TRAVAIL DEMANDÉ ->
a – Répondez brièvement à ces questions sur l'extrait consacré à Jacques Feyder :
(i) Quel film disparu les historiens considèrent-ils comme sans doute son chef-d'œuvre ?
(ii) Quel acteur « Les nouveaux messieurs » emprunte-t-il au « Chapeau de paille d'italie » ?
(iii) Dans la scène de rêve, que sont en fait les députés ?
b – Prolongez le texte sur Jacques Feyder à la suite de sa dernière phrase.

EXTRAIT ->

════════════════════

Je tiens Jacques Feyder pour le meilleur cinéaste Français des années 20, tout bonnement... Mais il faudrait le faire revenir au premier plan, ce qui n'a rien d'aisé. de temps en temps, un film se rappelle à notre bon souvenir, et la chaine Arte a beaucoup fait pour redonner l'occasion au grand public (Du moins celui qui accepte de se laisser tenter...) de voir notamment Crainquebille, Visages d'Enfants, GribicheCarmen, et même The Kiss, film Américain dont la vedette est Greta Garbo. Au sein d'une oeuvre protéiforme, plombée par la légende d'un film disparu, le Thérèse Raquin de 1927 dont tous les historiens nous disent qu'il fut sans doute son chef d'oeuvre, ce film brille d'un éclat particulier. Rare comédie politique, doublée d'une allégorie subtilement symbolique, le film est aussi un brin sentimental, cousin en cela des oeuvres du gentil mais talentueux René Clair à la même époque. Je pense en particulier aux Deux timides, mais aussi et surtout au Chapeau de paille d'italie dans lequel Clair abandonnait sa tendance à l'onirique un peu bouffon pour tenter soudain une certaine vision burlesque mais réaliste de notre société. Les nouveaux messieurs emprunte d'ailleurs à ce film son acteur principal, Albert Préjean, et se garde de pousser la satire politique jusqu'au grotesque, sauf dans une scène de rêve, qui est restée la séquence la plus célèbre du film (Durant laquelle les députés sont en fait des ballerines rêvées par un vieux politicien assoupi)...

════════════════════

Entrées d'un jeu de données
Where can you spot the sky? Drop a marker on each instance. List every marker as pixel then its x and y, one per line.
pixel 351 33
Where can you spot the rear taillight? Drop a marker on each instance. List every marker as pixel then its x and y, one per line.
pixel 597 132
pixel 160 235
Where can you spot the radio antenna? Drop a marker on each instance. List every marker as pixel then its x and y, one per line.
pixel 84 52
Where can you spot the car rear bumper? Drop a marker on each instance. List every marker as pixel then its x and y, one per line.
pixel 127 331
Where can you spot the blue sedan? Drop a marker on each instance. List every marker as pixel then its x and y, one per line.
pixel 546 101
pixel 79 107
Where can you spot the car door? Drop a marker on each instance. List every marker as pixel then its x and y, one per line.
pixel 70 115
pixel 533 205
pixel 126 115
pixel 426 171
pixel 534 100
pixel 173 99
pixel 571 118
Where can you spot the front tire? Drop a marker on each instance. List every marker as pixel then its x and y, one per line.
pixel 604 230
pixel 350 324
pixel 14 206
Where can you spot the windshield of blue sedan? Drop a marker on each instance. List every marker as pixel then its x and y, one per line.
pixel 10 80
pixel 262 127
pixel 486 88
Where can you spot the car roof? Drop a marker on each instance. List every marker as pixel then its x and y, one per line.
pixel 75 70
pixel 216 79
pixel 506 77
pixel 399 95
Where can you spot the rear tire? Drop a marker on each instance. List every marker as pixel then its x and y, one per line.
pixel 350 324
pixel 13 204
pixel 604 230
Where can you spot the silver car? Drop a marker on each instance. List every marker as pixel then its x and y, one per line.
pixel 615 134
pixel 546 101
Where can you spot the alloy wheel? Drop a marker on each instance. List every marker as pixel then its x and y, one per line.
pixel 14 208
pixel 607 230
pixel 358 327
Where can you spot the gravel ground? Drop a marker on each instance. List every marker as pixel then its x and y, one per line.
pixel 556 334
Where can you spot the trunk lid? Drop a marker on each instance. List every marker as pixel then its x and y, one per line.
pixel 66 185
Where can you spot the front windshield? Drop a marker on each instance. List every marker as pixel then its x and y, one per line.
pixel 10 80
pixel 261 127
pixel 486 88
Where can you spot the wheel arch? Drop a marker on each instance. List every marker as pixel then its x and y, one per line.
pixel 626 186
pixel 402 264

════════════════════

RÉPONSES PAR CONSIGNE ->
a –
(i) Le « Thérèse Raquin » de 1927.
(ii) Albert Préjean.
(iii) Des ballerines rêvées par un vieux politicien assoupi.

b –
 

Sous la troisième république, Suzanne (Gaby Morlay) est une danseuse médiocre, entretenue par le comte de Montoire-Grandpré (Henry Roussel), député installé d'une majorité de droite. Celui-ci lui promet bien sur monts et merveilles, à commencer par un peu de piston. Elle rencontre un électricien de l'opéra, Jacques Gaillac (Albert Préjean). Celui-ci est amoureux d'elle, et syndicaliste. iIs flirtent, puis elle trompe Montoire avec lui. Mais lors des élections, le populaire Gaillac est élu député, puis devient ministre... Suzanne va jouer sur les deux tableaux, mais de son coté, le comte n'a pas dit son dernier mot.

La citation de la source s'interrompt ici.